Entradas

^^^^^^^^

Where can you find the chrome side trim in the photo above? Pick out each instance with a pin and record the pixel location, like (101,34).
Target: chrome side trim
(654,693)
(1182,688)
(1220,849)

^^^^^^^^

Tarea a realizar
Transcriba sin cambio alguno todas las líneas de las entradas anteriores.

Respuesta escrita
Where can you find the chrome side trim in the photo above? Pick out each instance with a pin and record the pixel location, like (101,34).
Target: chrome side trim
(654,693)
(1182,688)
(1220,849)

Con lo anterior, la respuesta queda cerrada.